Items listed in a dataset
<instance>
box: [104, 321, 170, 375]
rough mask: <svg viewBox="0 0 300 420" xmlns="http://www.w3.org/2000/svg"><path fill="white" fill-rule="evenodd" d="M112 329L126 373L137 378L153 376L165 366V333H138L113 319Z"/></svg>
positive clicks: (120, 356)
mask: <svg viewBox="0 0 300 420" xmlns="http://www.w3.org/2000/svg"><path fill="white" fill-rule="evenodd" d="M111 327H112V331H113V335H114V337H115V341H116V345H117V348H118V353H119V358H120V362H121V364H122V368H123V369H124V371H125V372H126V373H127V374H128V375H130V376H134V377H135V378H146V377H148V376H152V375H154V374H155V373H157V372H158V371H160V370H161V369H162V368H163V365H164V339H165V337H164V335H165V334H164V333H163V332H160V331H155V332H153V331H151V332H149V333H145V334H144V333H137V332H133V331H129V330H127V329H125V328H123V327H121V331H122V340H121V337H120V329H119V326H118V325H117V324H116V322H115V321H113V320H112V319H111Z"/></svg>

— Task requirements —
What is wanted is the full set of entries above, reproduced exactly.

— Result of this exercise —
<instance>
box: [104, 321, 170, 375]
rough mask: <svg viewBox="0 0 300 420" xmlns="http://www.w3.org/2000/svg"><path fill="white" fill-rule="evenodd" d="M112 329L126 373L137 378L153 376L165 366V333H138L113 319Z"/></svg>
positive clicks: (120, 356)
mask: <svg viewBox="0 0 300 420" xmlns="http://www.w3.org/2000/svg"><path fill="white" fill-rule="evenodd" d="M111 327H112V331H113V335H114V337H115V341H116V345H117V348H118V353H119V358H120V362H121V364H122V368H123V369H124V371H125V372H126V373H127V374H128V375H130V376H134V377H135V378H146V377H148V376H152V375H154V374H155V373H157V372H158V371H160V370H161V369H162V368H163V365H164V339H165V337H164V335H165V334H164V333H163V332H160V331H155V332H153V331H151V332H149V333H145V334H144V333H137V332H133V331H129V330H127V329H125V328H123V327H121V331H122V340H121V337H120V329H119V326H118V325H117V324H116V322H115V321H113V320H112V319H111Z"/></svg>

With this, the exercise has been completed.